* **Seitenauszug**
━━━━━━━━━━━━━━━━━━━━
Bzgl. der deutschen Außenpolitik muss wohl zwischen West und Ost unterschieden werden. Im Osten wurde von allen Weimarer Regierungen eine Revisionspolitik verfolgt, weite Kreise hofften auf einen Untergang Polens.
Im Westen hatte man sich durch Völkerbund, Locarno-Vertrag und Briand-Kellogg-Vertrag arrangiert. Dieses Zugehen der Westmächte auf das Deutsche Reich stellte bereits materiell eine Revision des Versailler Vertrages dar, eine Appeasement-Poilitik gegenüber dem ausgegrenzten Kriegsverlierer Deutschland, um die Außenpolitik zu normalisieren.
Militärisch zeigte sich zB ein britisches Appeasement schon vor Hitlers Machtergreifung, wenn selbst ein Vansittart einräumte, man könne dem Deutschen Reich die Wiederbewaffnung, das Saarland etc. nicht auf Dauer vorenthalten (auch mit Blick auf die deutsche Innenpolitik) und müsse zu einer Revision des Versailler Vertrages kommen. Wirtschaftlich kamen die Reparationen unter Dawes- und Young-Plan zu einer tragbaren Regelung, auch wenn die politischen Extreme dagegen massiv polemisierten.
@thanepower hat das oben gut aufgerissen. Der frühe Hitler ist mehr das "foster-child of Inflation", diese wiederum direkte Kriegsfolge. Der spätere Aufstieg des NS ist eng mit der Weltwirtschaftskrise verknüpft, diese wiederum im Auslöser mit binnenwirtschaftlichen Fehlentwicklungen in den USA, weniger mit materiellen Folgen des Versailler Vertrages.
━━━━━━━━━━━━━━━━━━━━
* **Extrahierte Einträge**
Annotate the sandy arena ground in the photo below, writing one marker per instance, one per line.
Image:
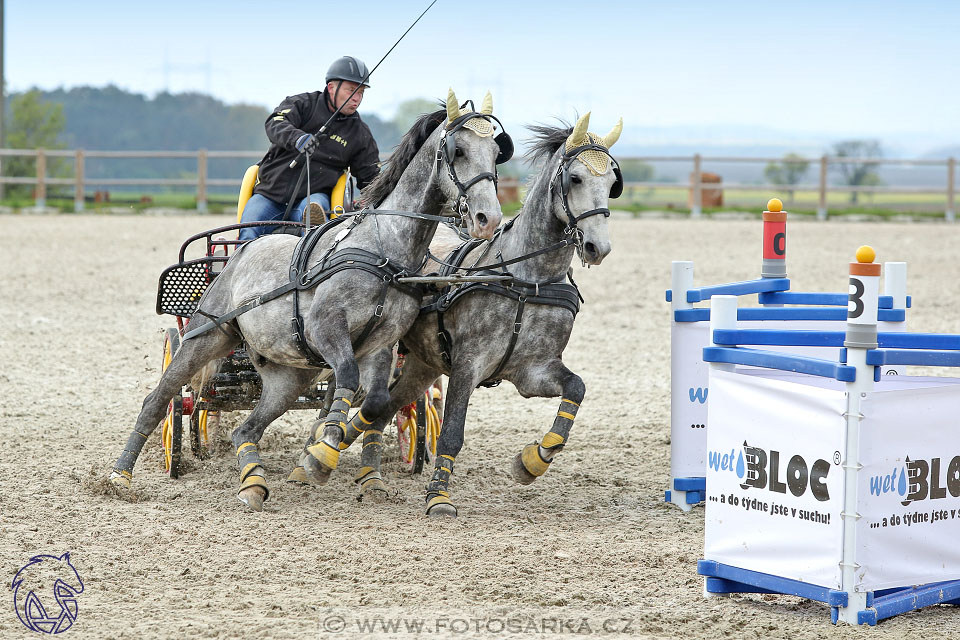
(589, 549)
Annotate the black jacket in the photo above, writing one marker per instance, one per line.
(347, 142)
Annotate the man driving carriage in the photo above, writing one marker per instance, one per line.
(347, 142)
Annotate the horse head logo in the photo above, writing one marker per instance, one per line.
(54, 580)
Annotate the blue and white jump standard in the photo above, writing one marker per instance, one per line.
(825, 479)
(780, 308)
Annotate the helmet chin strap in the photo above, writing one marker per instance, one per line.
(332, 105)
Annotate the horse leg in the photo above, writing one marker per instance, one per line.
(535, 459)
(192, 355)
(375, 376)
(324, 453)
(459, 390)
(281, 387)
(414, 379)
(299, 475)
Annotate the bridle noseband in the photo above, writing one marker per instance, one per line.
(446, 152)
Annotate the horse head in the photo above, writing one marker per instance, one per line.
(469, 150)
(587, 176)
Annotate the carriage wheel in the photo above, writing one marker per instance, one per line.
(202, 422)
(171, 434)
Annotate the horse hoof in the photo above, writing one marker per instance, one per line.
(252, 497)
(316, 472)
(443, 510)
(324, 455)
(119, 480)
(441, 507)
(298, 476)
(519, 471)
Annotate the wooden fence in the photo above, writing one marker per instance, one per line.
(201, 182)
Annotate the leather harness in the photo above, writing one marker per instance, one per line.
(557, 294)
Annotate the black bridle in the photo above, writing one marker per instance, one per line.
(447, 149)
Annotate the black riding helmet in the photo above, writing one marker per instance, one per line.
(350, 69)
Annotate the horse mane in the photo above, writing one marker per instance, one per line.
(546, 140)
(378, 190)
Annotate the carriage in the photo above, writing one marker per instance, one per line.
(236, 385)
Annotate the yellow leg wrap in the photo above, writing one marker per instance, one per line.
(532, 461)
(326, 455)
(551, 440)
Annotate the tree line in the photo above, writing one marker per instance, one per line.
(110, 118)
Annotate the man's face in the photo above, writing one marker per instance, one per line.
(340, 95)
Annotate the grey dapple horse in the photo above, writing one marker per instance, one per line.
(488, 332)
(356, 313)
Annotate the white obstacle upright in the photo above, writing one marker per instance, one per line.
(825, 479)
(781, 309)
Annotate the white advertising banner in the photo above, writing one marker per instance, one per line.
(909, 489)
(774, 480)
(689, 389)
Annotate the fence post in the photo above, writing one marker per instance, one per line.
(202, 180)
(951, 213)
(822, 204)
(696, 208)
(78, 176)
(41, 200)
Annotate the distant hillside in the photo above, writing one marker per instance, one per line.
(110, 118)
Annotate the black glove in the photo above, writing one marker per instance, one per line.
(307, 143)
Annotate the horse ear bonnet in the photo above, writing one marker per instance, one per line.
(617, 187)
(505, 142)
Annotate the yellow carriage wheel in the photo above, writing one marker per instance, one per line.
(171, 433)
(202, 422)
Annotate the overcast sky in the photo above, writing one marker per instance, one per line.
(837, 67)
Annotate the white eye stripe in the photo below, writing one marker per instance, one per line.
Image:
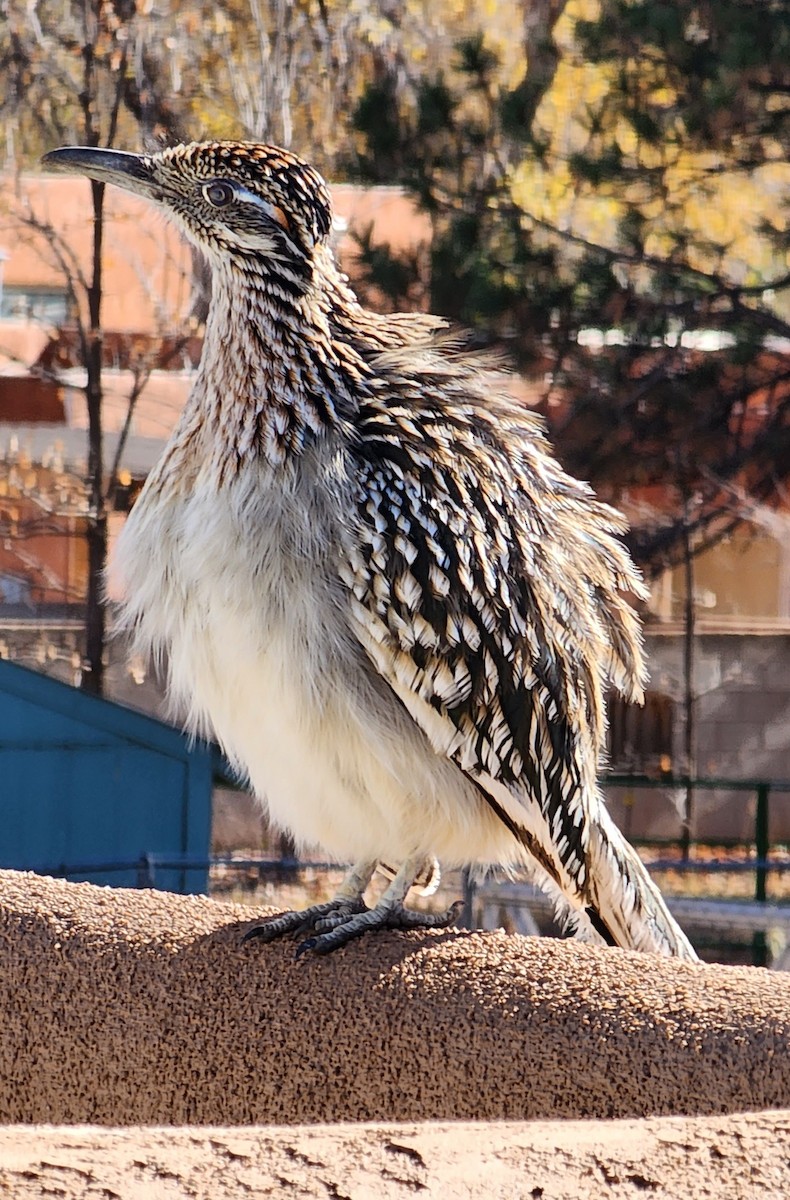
━━━━━━━━━━━━━━━━━━━━
Setze den Text über die Weimarer Außenpolitik und den Versailler Vertrag im Anschluss an seinen letzten Satz fort.

* **Antwort**
Zugespitzt könnte man auch einen Web-Fehler im Versailler Vertrag dergestalt sehen, dass das Deutsche Reich als Kriegsbedrohung in Mitteleuropa nicht wirksam auf Dauer ausgeschaltet und zerschlagen worden ist (dagegen sprachen zweifelsohne einige Kalküle, so der Blick auf die Revolution in Rußland, oder die Erhaltung der ökonomischen Kraft zur Begleichung der Reparationen). Hitlers Expansionspolitik 1937/39 hatte mit dem Versailler Vertrag kaum etwas zu tun, und der Überfall auf Polen stand nicht in einer Kausalkette zu Versailles ("Danzig ist nicht das Objekt, um das es geht").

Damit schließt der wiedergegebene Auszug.